▸ EXTRAIT À LIRE:
Le « Raptor Boy » philippin montre qu’il faut un village pour protéger une route de migration des aigles

Cet article a été publié en premier lieu sur Mongabay et a été réimprimé avec permission.

Il y a une demi-décennie, la curiosité d’un garçon de 10 ans a contribué à déclencher une histoire d’amour avec les oiseaux qui a envahi son village et a contribué à renforcer le soutien à la protection des rapaces migrateurs traversant le sud des Philippines.

Tout a commencé lorsque Joriden Ligoyligoy a vu un groupe d’étrangers scrutant le ciel avec des jumelles depuis le sommet d’une colline de son village de Rio del Pilar, près de l’extrémité sud de la province de Sarangani sur l’île de Mindanao.

Avec la curiosité d’un enfant, Ligoyligoy a grimpé la colline pour découvrir ce qu’ils faisaient. À sa grande joie, les étrangers, qui se sont présentés comme des ornithologues, lui ont permis de jeter un coup d’œil à travers leur puissant télescope et leurs jumelles. Le garçon a été impressionné de voir en gros plan ce qu’on lui a dit être des rapaces, ou oiseaux de proie, venant de Chine et de Taïwan, entre autres pays.

Après avoir jeté un coup d’œil dans la lunette, Ligoyligoy est devenu accro. « Ces rapaces migrateurs sont un spectacle à voir », dit Ligoyligoy, aujourd’hui âgé de 15 ans. « Ils m’enlèvent mon stress. J’ai aimé observer ces puissants oiseaux. »

Depuis ce jour, il y a cinq ans, s’il n’est pas en train d’effectuer des tâches ménagères ou de faire de petites courses pour aider à soutenir sa famille pauvre, Ligoyligoy se porte volontaire comme observateur lors de la surveillance annuelle des rapaces aux côtés des membres du Raptorwatch Network Philippines et des fonctionnaires du gouvernement provincial de Sarangani. Ligoyligoy, qui est en classe de troisième, peut identifier les rapaces, connus localement sous le nom de langgam, qui traversent le village comme s’ils étaient ses meilleurs amis, ce qui lui vaut le surnom de Raptor Boy of Sarangani.

▸ DONNÉES FOURNIES:

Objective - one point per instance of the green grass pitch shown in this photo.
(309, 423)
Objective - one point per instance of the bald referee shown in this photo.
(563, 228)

▸ CONSIGNE ÉCRITE:
Réécrivez le passage de l'extrait sur le jeune observateur de rapaces compris entre « Depuis ce jour, il » et « Boy of Sarangani. » inclus, en remplaçant « tâches ménagères » par « travaux domestiques ».

▸ CORRIGÉ DE L'EXERCICE:
Depuis ce jour, il y a cinq ans, s’il n’est pas en train d’effectuer des travaux domestiques ou de faire de petites courses pour aider à soutenir sa famille pauvre, Ligoyligoy se porte volontaire comme observateur lors de la surveillance annuelle des rapaces aux côtés des membres du Raptorwatch Network Philippines et des fonctionnaires du gouvernement provincial de Sarangani. Ligoyligoy, qui est en classe de troisième, peut identifier les rapaces, connus localement sous le nom de langgam, qui traversent le village comme s’ils étaient ses meilleurs amis, ce qui lui vaut le surnom de Raptor Boy of Sarangani.